Top of DATA FOR PROCESSING

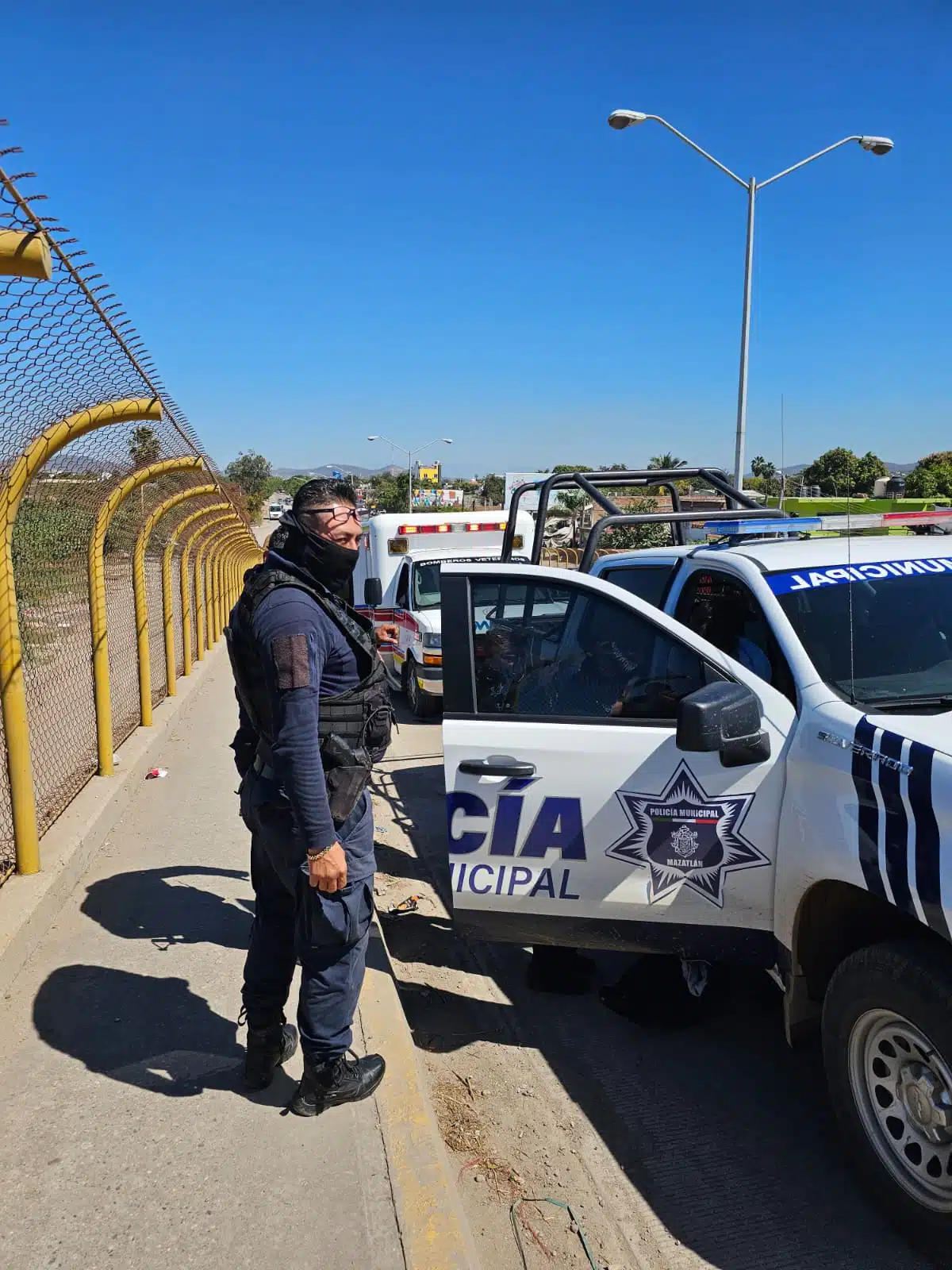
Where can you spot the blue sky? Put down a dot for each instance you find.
(338, 219)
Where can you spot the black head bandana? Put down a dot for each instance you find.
(328, 563)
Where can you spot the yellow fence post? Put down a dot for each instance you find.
(141, 601)
(184, 590)
(25, 254)
(97, 596)
(13, 694)
(226, 579)
(196, 582)
(213, 559)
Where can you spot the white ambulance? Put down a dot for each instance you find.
(733, 752)
(397, 581)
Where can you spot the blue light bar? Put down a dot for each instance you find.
(786, 525)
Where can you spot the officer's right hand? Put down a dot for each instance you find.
(328, 873)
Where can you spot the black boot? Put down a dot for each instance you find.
(268, 1048)
(340, 1081)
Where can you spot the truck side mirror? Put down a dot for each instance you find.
(724, 718)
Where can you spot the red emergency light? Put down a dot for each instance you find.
(446, 527)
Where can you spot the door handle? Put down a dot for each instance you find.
(497, 768)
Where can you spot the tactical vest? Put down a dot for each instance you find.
(353, 725)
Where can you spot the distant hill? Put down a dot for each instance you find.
(342, 468)
(896, 469)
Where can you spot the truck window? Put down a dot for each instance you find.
(425, 586)
(725, 613)
(403, 592)
(559, 653)
(882, 643)
(647, 581)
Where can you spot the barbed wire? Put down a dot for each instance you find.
(67, 344)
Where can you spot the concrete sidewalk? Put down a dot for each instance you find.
(125, 1137)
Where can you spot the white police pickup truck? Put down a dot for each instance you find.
(735, 752)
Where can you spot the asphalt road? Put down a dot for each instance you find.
(724, 1134)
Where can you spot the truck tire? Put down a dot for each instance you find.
(422, 705)
(888, 1053)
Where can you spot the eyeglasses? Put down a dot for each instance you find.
(338, 514)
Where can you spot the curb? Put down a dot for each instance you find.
(432, 1223)
(29, 906)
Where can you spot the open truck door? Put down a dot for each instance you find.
(612, 779)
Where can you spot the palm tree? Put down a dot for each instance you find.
(664, 463)
(571, 505)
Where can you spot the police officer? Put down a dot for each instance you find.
(314, 715)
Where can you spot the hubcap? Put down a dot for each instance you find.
(903, 1090)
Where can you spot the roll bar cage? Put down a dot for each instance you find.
(739, 505)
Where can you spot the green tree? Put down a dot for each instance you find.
(839, 473)
(923, 482)
(570, 503)
(145, 446)
(927, 482)
(767, 479)
(636, 537)
(251, 473)
(494, 488)
(389, 492)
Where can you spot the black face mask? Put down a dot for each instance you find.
(327, 562)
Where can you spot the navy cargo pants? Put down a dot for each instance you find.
(294, 922)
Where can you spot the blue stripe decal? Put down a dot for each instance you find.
(927, 837)
(896, 829)
(869, 813)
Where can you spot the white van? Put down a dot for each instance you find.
(397, 581)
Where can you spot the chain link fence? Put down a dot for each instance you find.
(67, 346)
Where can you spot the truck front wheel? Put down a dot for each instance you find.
(888, 1052)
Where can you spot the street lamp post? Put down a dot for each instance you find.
(620, 120)
(447, 441)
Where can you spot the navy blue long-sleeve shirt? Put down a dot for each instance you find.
(285, 622)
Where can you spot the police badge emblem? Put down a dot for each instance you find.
(683, 837)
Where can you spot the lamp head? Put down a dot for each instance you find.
(625, 118)
(877, 145)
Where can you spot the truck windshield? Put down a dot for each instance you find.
(425, 577)
(885, 641)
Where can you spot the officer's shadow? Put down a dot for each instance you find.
(152, 1033)
(149, 1030)
(163, 906)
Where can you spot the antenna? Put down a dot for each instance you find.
(784, 479)
(850, 584)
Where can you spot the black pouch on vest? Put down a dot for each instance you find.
(347, 772)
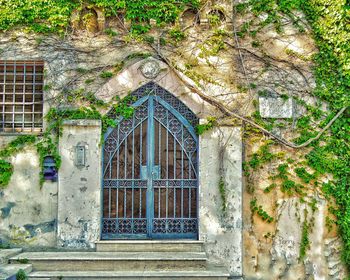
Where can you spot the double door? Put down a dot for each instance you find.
(150, 186)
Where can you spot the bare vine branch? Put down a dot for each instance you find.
(228, 112)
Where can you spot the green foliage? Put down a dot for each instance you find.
(123, 107)
(270, 188)
(23, 261)
(17, 145)
(305, 241)
(290, 187)
(106, 75)
(6, 171)
(4, 246)
(36, 15)
(222, 190)
(177, 34)
(54, 15)
(282, 172)
(329, 21)
(201, 128)
(304, 175)
(255, 208)
(110, 32)
(21, 275)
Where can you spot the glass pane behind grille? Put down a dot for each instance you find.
(21, 96)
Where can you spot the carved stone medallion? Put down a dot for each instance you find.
(150, 69)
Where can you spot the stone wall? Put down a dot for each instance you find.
(79, 192)
(221, 229)
(28, 212)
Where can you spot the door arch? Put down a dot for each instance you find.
(150, 170)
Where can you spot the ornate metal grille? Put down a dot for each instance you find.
(150, 186)
(21, 96)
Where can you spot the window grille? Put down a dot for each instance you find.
(21, 96)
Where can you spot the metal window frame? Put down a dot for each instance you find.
(22, 114)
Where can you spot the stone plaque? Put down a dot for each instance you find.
(276, 107)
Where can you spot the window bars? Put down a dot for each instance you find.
(21, 96)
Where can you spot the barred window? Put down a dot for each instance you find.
(21, 99)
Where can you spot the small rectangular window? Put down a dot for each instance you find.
(21, 96)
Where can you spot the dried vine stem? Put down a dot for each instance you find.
(228, 112)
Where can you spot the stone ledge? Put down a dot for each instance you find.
(82, 122)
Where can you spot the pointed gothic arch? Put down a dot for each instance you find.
(150, 170)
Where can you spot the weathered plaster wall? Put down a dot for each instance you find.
(79, 186)
(28, 212)
(221, 230)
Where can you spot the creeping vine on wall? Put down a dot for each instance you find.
(330, 153)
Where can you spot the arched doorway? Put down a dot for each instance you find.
(150, 170)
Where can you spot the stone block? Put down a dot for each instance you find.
(276, 107)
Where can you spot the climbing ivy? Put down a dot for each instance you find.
(331, 154)
(15, 146)
(54, 15)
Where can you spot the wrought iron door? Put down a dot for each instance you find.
(150, 170)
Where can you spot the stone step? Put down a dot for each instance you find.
(149, 246)
(210, 274)
(104, 261)
(9, 271)
(6, 254)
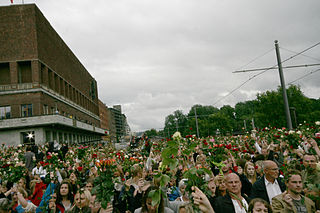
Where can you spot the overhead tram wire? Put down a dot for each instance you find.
(310, 73)
(238, 87)
(301, 54)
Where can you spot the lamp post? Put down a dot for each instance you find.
(294, 115)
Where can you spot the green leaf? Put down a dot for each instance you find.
(164, 180)
(155, 197)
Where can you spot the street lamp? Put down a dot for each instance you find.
(294, 115)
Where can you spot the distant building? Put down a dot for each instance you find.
(46, 94)
(114, 122)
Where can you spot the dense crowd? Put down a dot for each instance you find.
(269, 170)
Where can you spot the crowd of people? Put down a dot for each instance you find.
(245, 173)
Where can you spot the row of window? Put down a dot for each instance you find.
(26, 111)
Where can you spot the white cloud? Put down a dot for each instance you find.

Bottom of DATA FOR PROCESSING

* **REQUIRED ACTION**: Reproduce every entry word for word, but omit the pictures.

* **SOLUTION**:
Where can you spot the blue sky? Put down a dot for each instance you find.
(338, 219)
Where can you spot the black head bandana? Put down a dot for each instance you find.
(328, 563)
Where can you spot the yellow fence post? Put down a dot for each instance you find.
(141, 601)
(184, 590)
(25, 254)
(97, 596)
(13, 694)
(226, 579)
(196, 582)
(213, 559)
Where can you spot the white ambulance? Put down a dot for each instance you find.
(733, 752)
(397, 581)
Where can you spot the blue light bar? Put down a dot for each instance you find.
(786, 525)
Where can you spot the officer's right hand? Put down a dot for each instance you find.
(328, 873)
Where can you spot the black boot? Put down a dot for each instance you find.
(268, 1048)
(340, 1081)
Where can you spot the truck side mirror? Put down a dot for each instance you find.
(724, 718)
Where can you spot the red emergency light? Put down a dot for each instance you find.
(446, 527)
Where can you spot the door handle? Put down a dot for each instance you find.
(497, 768)
Where can you spot the tactical vest? Put down a dot for each instance you find.
(353, 725)
Where can you spot the distant hill? Put down a dot for each instance you find.
(342, 468)
(896, 469)
Where can you spot the truck window? Put down a dot for each instance you find.
(425, 586)
(725, 613)
(403, 592)
(559, 653)
(882, 643)
(647, 581)
Where can you spot the barbed wire? Put down a dot for each instance you find.
(67, 344)
Where can you spot the concrete sidewalk? Put down a dot for each instance you find.
(125, 1137)
Where can you spot the white police pickup truck? Put down a dot for each instance you find.
(735, 752)
Where can you spot the asphalt road? Put down a dot for each instance you find.
(724, 1134)
Where can you spot the truck tire? Put down a dot for each instance you find.
(422, 705)
(888, 1053)
Where can you spot the eyeglasses? Put down a dot for each instance you find.
(338, 514)
Where can you spot the curb? Put down a dot for each instance you find.
(432, 1223)
(29, 906)
Where can you spot the open truck door? Put down a dot for each instance you find.
(612, 779)
Where can you spot the palm tree? Put down a dot for each instance you find.
(664, 463)
(571, 505)
Where can you spot the police officer? Put down a dot for each instance you find.
(314, 715)
Where can you spot the hubcap? Put down a dot for each instance you find.
(903, 1090)
Where can you spot the roll bar cage? Put down a dot for each instance you find.
(739, 505)
Where can you spot the green tree? Put down a dot for each instance you find.
(839, 473)
(923, 482)
(570, 503)
(145, 446)
(927, 482)
(767, 479)
(636, 537)
(251, 473)
(494, 488)
(389, 492)
Where can you spot the black face mask? Put down a dot for each instance you find.
(327, 562)
Where can you spot the navy cargo pants? Put down a dot for each instance you find.
(294, 922)
Where can you spot the blue stripe decal? Put down a dot for each instance you find.
(927, 837)
(896, 829)
(869, 813)
Where can you spot the white van? Put down a dot for each instance you find.
(397, 581)
Where can you spot the chain link fence? Put down a dot for each instance you find.
(67, 346)
Where can you spot the truck front wheel? Put down a dot for each instance you find.
(888, 1052)
Where can you spot the street lamp post? Put down a dot for each instance you find.
(620, 120)
(447, 441)
Where can you spot the navy blue long-sleeve shirt? Put down a dot for each instance you find.
(285, 622)
Where can you spot the police badge emblem? Put down a dot for each instance you find.
(683, 837)
Where can you spot the lamp head? Put down a dot for each instance you find.
(625, 118)
(877, 145)
Where can you spot the truck windshield? Put down a dot for each instance you find.
(425, 577)
(885, 641)
Where can you spot the officer's shadow? Put down a dot for each instance you find.
(152, 1033)
(149, 1030)
(163, 906)
Where can you spot the antenna? Put down a dot for each instance you find.
(784, 479)
(850, 584)
Where can you spot the black pouch on vest? Put down a dot for each instance you find.
(347, 772)
Where can you spot the double door? Put down a dot for each instance you find.
(150, 186)
Where can you spot the bare vine branch? Put down a dot for each instance you find.
(228, 112)
Where can you spot the green foliage? Put down a dot for each instance you find.
(123, 107)
(270, 188)
(23, 261)
(17, 145)
(305, 241)
(290, 187)
(106, 75)
(6, 171)
(4, 246)
(36, 15)
(222, 190)
(177, 34)
(54, 15)
(282, 172)
(329, 21)
(201, 128)
(304, 175)
(255, 208)
(110, 32)
(21, 275)
Where can you spot the glass pane behind grille? Put down a dot for each instance you find.
(21, 96)
Where can you spot the carved stone medallion? Put down a dot for each instance you find.
(150, 69)
Where can you spot the stone wall? Put down a dot for each instance you find.
(79, 192)
(221, 229)
(28, 212)
Where can you spot the door arch? Put down a dot for each instance you find.
(150, 170)
Where can you spot the ornate metal grille? Put down a dot for each instance you find.
(150, 186)
(21, 96)
Where can you spot the window grille? Put down a dot for each instance you find.
(21, 96)
Where can you spot the metal window frame? Put down a dot for each instance you find.
(22, 114)
Where can you spot the stone plaque? Put down a dot for each instance you find.
(276, 107)
Where can you spot the window bars? Put down a dot for each instance you find.
(21, 96)
Where can you spot the barred window? Put down a dot for each instance you find.
(21, 99)
Where can you spot the small rectangular window? Put down a dot for each instance you find.
(21, 96)
Where can you spot the dried vine stem? Put down a dot for each instance you find.
(228, 112)
Where can you spot the stone ledge? Put down a dot for each instance you find.
(82, 122)
Where can you spot the pointed gothic arch? Put down a dot for each instance you find.
(150, 170)
Where can you spot the weathered plaster wall? Put down a dot for each instance you find.
(79, 186)
(28, 212)
(221, 230)
Where can you spot the creeping vine on wall? Put down a dot for each instance you find.
(330, 153)
Where can you spot the arched doorway? Put down a dot for each instance you find.
(150, 170)
Where can you spot the stone block? Put down a dot for each instance you find.
(276, 107)
Where can you spot the climbing ivy? Put down a dot for each instance you find.
(331, 154)
(15, 146)
(54, 15)
Where can you spot the wrought iron door? Put down a dot for each instance you find.
(150, 170)
Where can you spot the stone step? Put down a dot for each instance you find.
(149, 246)
(210, 274)
(104, 261)
(9, 271)
(6, 254)
Where can you spot the overhead tram wire? Put down a dot for each instance you find.
(310, 73)
(238, 87)
(301, 54)
Where can you spot the lamp post? Put down a dot for each instance you find.
(294, 115)
Where can you spot the green leaf? Put down a dot for each instance you find.
(164, 180)
(155, 197)
Where can you spot the street lamp? Put down a dot for each instance you find.
(294, 115)
Where can you spot the distant building? Put down a dot for each instance you find.
(46, 94)
(114, 122)
Where can you spot the dense crowd? Put down a dot for each instance you find.
(269, 170)
Where can you spot the crowd of people? Put down a dot for each instance you find.
(245, 173)
Where can you spot the row of window? Put down a dot for each instance you find.
(26, 111)
Where can you spot the white cloud? Put down a dot for each instance you find.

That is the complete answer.